§ **Exercise inputs**:
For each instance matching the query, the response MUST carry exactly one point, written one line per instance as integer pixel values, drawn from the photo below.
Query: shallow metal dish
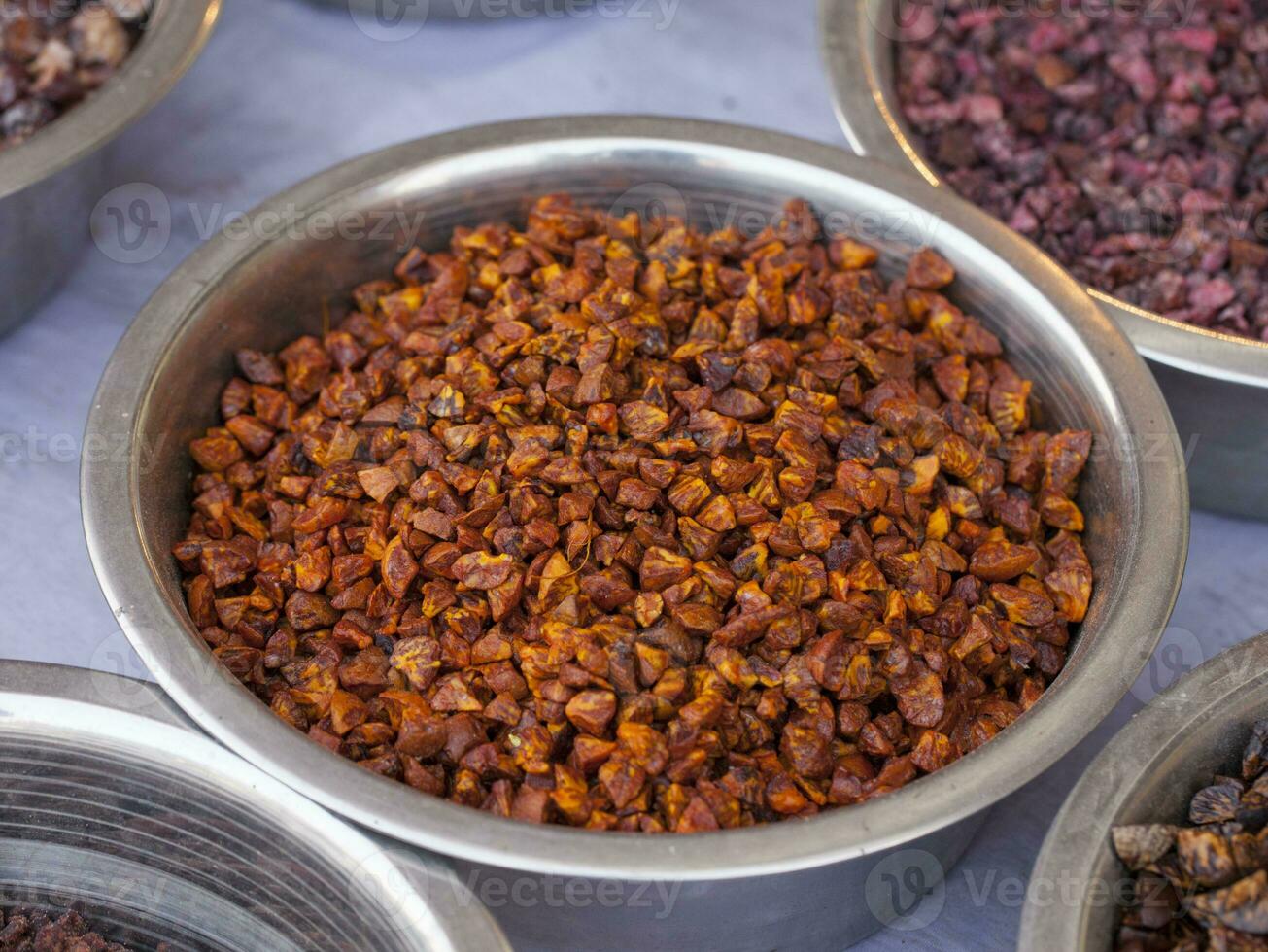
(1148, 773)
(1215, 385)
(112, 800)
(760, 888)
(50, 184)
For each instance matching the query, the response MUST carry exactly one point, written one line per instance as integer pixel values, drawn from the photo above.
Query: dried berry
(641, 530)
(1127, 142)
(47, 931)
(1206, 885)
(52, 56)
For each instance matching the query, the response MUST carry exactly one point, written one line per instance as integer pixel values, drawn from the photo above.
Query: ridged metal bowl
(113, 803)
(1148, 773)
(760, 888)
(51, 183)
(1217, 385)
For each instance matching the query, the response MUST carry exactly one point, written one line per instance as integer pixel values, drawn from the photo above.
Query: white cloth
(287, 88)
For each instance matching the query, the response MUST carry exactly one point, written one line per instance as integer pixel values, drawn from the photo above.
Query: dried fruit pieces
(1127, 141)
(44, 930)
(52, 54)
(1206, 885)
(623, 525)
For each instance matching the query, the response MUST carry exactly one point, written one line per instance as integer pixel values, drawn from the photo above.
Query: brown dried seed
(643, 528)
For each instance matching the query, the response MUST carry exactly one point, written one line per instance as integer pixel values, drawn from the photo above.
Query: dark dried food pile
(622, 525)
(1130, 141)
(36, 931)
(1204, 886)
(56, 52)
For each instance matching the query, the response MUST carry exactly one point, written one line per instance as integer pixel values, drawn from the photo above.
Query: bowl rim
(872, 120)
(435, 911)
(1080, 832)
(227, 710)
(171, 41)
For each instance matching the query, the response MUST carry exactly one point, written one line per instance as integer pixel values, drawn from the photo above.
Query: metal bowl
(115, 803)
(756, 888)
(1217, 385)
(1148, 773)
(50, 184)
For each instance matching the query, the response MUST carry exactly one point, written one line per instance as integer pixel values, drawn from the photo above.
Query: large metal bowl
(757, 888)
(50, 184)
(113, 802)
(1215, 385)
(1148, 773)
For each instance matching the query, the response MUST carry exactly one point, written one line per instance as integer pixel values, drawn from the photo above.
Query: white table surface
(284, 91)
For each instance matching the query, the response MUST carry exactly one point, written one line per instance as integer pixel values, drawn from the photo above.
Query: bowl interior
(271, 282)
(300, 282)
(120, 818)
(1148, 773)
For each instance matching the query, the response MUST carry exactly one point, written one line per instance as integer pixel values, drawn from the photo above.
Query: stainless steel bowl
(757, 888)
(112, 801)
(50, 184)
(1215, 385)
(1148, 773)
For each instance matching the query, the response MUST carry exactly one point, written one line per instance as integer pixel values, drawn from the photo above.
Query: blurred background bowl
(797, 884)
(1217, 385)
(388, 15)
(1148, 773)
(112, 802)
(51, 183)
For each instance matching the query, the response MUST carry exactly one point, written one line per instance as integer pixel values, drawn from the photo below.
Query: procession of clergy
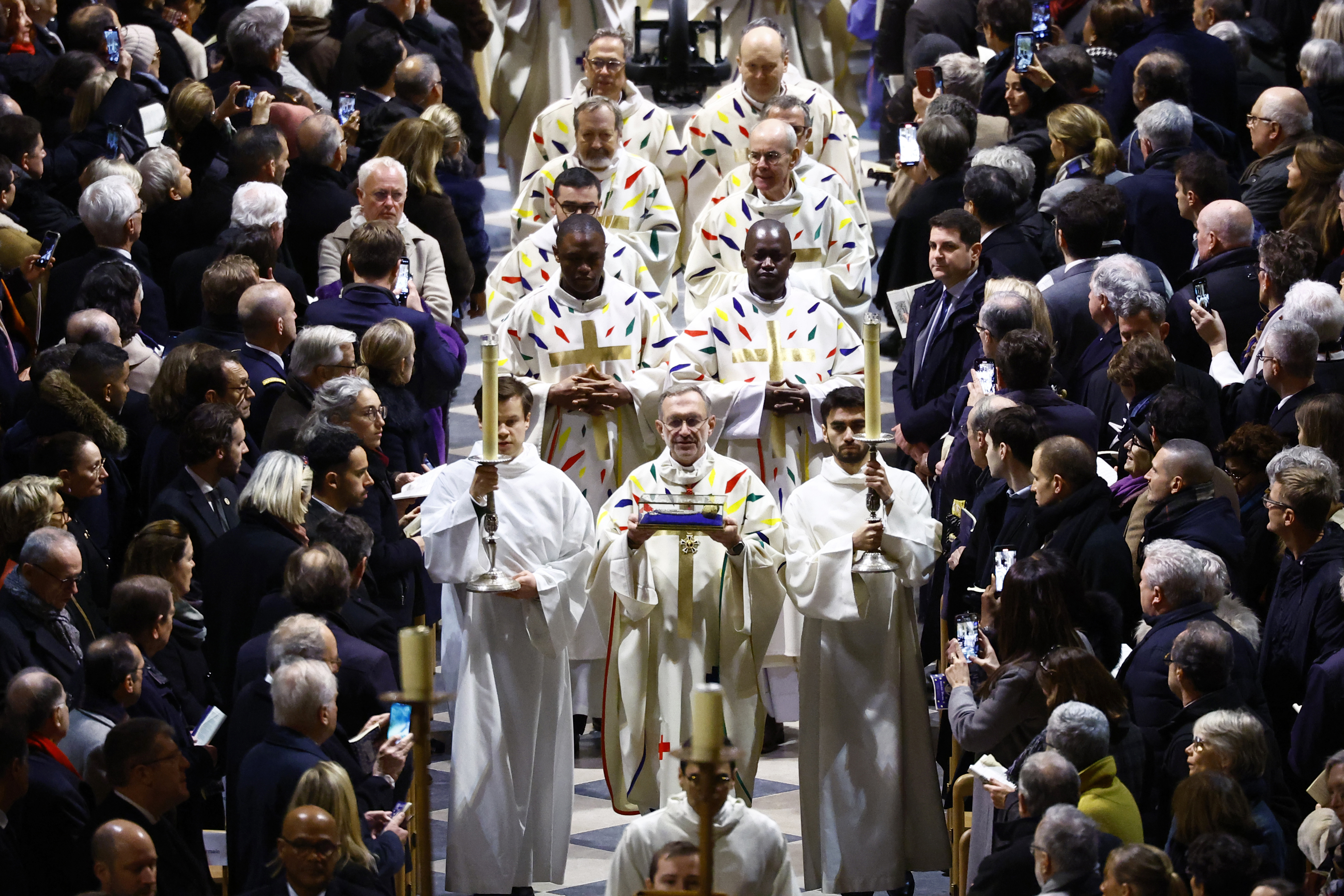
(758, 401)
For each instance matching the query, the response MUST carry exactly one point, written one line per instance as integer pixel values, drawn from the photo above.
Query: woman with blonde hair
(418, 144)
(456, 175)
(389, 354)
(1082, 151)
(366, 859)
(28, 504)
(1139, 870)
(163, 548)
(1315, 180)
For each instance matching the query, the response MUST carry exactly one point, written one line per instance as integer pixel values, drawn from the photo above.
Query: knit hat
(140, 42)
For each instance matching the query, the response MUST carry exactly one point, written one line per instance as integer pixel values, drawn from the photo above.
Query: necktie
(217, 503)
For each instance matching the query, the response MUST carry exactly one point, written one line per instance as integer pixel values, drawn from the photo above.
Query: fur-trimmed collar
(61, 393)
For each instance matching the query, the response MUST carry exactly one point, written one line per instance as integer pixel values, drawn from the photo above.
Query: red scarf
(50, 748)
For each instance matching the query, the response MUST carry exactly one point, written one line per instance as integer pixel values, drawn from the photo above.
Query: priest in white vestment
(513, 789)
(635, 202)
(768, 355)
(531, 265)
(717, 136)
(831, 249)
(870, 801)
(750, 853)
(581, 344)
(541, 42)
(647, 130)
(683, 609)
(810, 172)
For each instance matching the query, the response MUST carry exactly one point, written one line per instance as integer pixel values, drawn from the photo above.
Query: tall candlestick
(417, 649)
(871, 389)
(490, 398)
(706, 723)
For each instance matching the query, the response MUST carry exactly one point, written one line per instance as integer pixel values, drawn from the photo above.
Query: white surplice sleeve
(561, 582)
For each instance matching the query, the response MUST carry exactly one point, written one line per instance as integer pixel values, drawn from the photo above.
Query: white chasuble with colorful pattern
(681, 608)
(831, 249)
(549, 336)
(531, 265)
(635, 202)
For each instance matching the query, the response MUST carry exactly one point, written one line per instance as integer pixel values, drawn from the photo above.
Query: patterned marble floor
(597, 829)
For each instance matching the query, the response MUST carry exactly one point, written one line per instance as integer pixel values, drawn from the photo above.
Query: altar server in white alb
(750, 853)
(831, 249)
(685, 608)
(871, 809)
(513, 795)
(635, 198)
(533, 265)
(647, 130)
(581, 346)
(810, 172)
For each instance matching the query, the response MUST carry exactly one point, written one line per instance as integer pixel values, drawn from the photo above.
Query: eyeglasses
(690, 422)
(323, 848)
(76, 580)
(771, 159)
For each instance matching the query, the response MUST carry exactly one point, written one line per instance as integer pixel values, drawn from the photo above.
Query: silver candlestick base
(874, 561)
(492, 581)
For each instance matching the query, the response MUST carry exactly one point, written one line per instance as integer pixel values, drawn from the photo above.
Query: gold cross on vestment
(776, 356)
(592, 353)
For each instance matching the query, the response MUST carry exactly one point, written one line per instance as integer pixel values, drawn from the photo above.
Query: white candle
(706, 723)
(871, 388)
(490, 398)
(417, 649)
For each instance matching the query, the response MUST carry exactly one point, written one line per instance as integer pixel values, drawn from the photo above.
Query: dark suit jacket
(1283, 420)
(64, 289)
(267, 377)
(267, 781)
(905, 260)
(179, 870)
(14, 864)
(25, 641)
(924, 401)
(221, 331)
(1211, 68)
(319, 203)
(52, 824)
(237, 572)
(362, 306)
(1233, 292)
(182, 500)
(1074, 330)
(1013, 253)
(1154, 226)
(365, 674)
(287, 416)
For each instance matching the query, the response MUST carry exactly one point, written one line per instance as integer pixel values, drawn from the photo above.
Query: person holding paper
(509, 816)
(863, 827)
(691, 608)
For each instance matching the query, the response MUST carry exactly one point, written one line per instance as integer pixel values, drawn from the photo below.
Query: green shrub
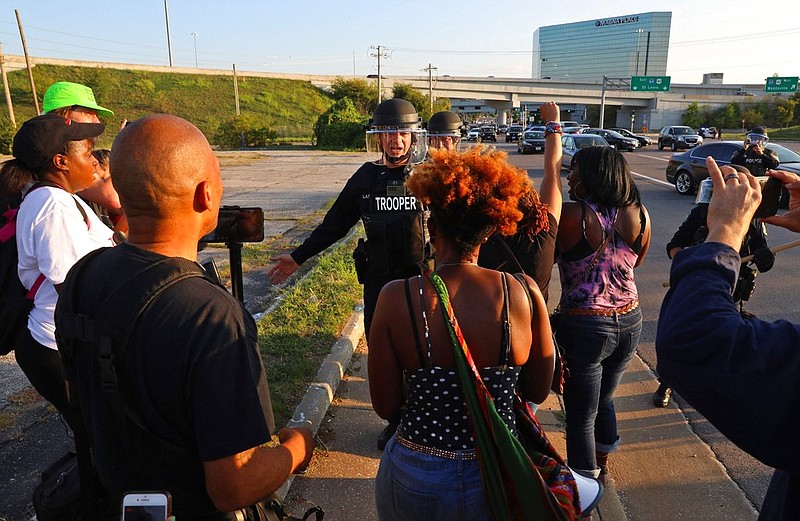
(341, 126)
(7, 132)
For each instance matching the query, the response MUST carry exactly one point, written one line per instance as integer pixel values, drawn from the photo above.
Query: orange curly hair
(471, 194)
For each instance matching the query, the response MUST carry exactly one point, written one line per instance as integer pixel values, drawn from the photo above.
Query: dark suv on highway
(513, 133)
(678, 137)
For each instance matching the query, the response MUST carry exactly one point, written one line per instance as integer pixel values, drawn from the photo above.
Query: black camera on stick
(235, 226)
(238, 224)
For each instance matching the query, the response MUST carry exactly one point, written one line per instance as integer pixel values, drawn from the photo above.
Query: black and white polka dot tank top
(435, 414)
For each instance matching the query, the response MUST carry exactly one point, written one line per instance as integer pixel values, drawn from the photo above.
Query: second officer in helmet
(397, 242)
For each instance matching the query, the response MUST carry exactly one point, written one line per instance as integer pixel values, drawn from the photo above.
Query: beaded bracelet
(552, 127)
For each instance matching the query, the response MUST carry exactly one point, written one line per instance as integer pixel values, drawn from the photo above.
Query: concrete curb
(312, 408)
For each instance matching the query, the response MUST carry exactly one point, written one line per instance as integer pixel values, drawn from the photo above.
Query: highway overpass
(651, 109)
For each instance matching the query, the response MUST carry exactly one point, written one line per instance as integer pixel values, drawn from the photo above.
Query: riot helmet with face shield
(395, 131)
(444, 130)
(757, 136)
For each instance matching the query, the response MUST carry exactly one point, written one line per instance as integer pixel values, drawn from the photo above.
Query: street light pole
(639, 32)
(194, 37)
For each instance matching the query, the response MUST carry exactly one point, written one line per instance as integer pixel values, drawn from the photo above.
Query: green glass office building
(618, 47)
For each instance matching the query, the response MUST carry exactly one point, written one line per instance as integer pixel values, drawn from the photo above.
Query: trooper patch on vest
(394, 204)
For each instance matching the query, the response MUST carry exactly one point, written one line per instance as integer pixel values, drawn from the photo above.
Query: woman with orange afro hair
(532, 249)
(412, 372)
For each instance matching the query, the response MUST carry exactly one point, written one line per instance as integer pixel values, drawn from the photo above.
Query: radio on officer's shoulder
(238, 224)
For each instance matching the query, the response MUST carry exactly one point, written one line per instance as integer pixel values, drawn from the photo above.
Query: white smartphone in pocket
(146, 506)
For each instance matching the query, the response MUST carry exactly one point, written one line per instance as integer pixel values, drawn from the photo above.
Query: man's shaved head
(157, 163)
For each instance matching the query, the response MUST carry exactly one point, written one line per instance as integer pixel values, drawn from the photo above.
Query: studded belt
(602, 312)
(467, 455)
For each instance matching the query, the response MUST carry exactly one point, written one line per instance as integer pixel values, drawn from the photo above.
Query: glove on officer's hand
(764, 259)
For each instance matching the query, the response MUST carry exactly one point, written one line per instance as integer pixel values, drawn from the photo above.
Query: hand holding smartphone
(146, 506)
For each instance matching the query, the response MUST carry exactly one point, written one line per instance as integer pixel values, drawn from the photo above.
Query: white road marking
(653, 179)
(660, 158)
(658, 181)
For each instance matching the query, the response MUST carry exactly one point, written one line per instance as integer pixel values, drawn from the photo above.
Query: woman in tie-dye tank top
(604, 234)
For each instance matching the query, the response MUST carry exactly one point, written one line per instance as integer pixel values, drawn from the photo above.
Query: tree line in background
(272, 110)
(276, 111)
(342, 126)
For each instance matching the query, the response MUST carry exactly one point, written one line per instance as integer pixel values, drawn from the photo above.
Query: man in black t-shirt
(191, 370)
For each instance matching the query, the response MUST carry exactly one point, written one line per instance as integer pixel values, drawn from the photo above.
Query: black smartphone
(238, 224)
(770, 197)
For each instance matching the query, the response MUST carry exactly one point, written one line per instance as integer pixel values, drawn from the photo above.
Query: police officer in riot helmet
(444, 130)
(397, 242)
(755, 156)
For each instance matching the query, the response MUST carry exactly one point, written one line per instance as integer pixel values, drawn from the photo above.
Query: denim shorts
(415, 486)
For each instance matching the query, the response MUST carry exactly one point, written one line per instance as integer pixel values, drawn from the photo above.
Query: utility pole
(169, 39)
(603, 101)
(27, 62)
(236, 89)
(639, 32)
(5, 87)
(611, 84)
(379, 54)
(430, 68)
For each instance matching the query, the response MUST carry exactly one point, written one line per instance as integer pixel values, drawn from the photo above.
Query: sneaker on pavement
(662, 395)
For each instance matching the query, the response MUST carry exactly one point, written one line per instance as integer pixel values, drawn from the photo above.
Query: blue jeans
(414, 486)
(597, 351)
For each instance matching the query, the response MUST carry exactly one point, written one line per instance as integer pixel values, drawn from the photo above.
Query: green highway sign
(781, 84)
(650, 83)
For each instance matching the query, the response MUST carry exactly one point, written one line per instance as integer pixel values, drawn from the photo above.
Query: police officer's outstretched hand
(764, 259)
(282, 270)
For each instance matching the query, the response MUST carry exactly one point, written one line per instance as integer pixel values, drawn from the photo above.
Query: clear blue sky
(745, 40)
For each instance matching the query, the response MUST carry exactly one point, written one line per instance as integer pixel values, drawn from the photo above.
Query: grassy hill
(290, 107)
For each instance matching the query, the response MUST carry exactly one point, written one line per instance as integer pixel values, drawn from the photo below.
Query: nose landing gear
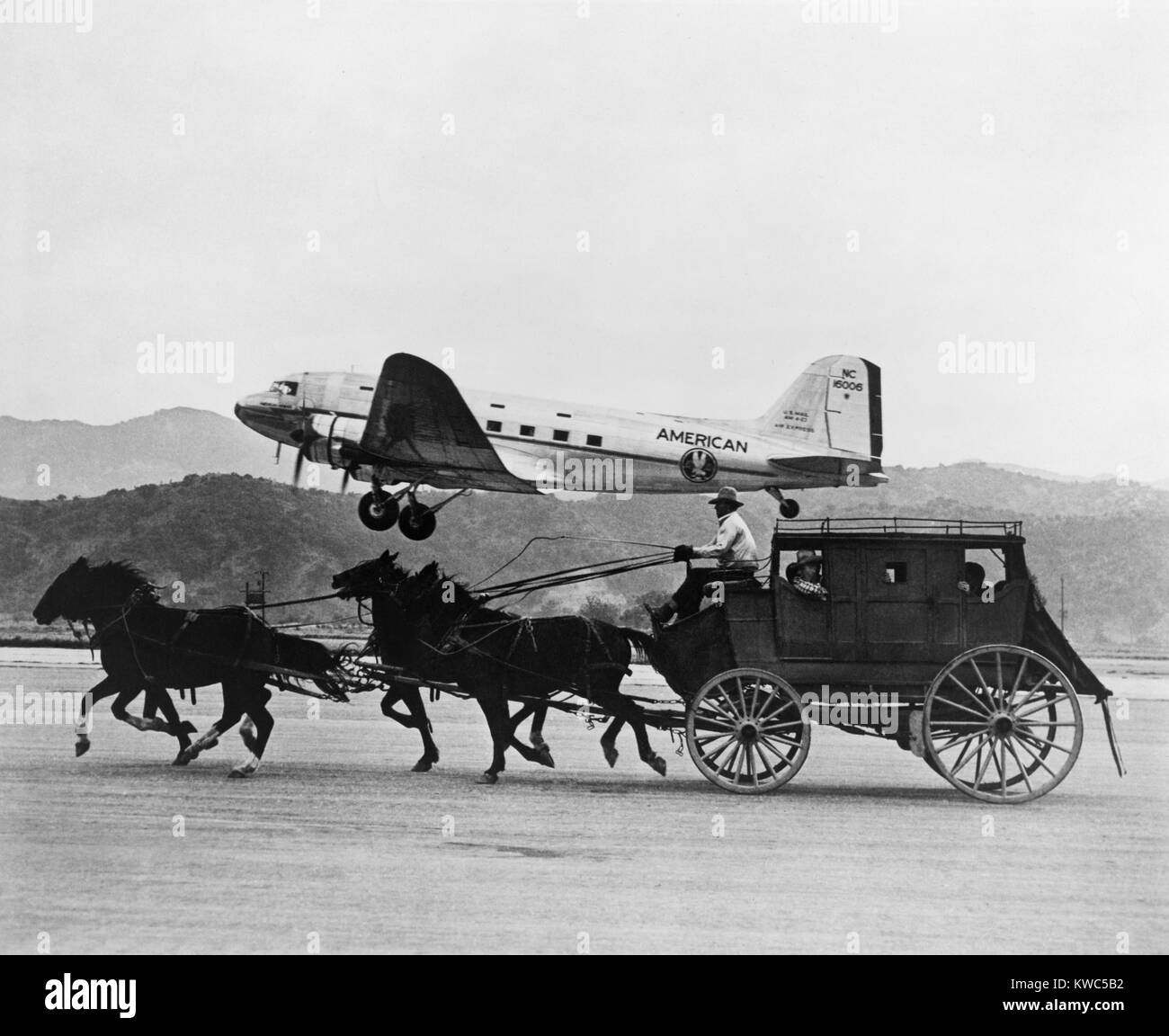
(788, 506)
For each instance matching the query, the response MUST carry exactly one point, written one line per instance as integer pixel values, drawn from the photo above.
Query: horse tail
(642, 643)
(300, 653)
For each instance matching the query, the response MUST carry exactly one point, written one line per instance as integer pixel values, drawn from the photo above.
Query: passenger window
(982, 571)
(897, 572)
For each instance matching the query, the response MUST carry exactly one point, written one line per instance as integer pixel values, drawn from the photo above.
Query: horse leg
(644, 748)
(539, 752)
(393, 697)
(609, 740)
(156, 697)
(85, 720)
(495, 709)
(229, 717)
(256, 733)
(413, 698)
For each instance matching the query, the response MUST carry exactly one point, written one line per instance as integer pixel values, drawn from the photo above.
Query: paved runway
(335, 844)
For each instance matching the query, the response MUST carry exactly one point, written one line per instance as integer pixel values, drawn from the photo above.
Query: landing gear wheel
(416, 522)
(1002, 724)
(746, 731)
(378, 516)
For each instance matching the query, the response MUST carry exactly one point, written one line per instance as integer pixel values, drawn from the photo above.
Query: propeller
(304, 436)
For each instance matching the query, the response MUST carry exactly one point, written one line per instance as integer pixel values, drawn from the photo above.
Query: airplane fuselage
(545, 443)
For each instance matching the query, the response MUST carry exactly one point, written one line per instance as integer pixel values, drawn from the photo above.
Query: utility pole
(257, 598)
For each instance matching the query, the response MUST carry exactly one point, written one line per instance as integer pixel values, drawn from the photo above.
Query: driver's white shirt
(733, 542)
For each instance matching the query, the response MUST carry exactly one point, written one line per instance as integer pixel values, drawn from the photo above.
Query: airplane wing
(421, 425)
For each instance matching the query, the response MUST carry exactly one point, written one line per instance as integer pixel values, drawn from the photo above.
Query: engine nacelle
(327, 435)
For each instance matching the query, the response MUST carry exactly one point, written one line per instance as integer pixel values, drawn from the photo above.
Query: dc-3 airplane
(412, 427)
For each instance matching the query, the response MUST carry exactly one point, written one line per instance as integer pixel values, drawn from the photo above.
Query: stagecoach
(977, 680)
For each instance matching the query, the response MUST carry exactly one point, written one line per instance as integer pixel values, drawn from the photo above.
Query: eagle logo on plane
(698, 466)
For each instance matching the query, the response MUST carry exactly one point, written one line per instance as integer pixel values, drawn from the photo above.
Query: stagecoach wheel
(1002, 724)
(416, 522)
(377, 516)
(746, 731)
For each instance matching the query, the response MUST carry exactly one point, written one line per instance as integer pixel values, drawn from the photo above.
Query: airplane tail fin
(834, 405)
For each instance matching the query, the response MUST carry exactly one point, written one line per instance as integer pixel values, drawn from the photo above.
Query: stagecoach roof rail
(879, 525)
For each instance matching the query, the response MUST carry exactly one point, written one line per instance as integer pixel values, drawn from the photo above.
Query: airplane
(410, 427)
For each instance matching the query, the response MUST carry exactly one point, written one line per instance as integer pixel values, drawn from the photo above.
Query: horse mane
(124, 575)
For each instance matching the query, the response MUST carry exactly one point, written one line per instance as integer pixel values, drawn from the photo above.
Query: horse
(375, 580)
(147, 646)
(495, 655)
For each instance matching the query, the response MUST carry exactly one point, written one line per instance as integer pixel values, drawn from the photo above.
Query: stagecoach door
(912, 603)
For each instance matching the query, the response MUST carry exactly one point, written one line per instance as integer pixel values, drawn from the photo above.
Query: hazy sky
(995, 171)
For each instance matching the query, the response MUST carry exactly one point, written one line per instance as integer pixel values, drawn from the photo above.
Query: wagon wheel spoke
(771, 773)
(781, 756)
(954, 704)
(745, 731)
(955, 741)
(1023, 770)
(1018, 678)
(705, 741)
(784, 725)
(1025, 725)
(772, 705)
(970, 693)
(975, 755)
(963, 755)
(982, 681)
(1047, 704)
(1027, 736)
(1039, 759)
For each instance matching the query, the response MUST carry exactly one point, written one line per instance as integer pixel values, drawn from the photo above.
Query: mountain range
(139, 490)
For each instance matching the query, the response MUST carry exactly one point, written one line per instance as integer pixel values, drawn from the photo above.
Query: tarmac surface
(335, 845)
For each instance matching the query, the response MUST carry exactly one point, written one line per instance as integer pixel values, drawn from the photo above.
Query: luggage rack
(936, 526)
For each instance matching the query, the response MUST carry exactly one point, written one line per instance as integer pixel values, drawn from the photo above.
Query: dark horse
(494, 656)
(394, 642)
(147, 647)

§ **Exercise objective**:
Pull out each line of the listing above that contains the string "background", treating uppercase and lowercase as different.

§ **Solution to the problem**:
Query: blurred background bowl
Query: tree line in background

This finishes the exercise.